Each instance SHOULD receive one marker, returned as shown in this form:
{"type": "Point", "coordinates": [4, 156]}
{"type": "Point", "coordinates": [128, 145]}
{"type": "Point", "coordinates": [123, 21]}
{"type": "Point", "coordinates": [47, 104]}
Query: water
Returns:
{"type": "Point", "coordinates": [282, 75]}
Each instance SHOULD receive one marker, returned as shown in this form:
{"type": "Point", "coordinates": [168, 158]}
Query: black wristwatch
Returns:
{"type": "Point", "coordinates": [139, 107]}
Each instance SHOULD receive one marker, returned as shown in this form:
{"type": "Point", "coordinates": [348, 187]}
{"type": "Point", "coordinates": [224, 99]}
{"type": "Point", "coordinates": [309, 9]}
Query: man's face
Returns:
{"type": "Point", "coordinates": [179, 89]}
* * *
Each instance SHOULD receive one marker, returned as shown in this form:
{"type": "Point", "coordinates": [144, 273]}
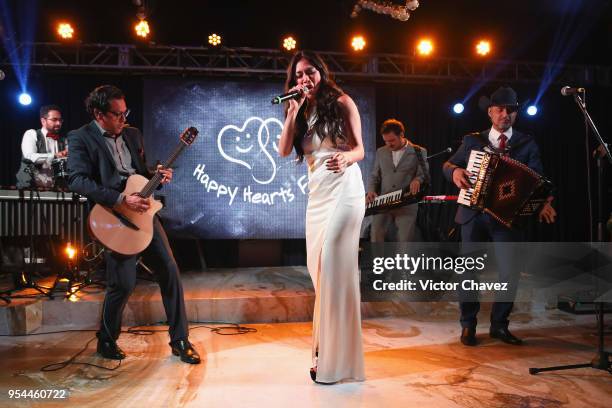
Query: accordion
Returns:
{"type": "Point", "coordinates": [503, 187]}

§ DIRECTIONS FOR THIS TASK
Pick out and copy each line in the listing above that contains the string "Query". Case counts.

§ COMPLETE RESPONSE
Query: water
Query: black wristwatch
Query: man's face
Query: accordion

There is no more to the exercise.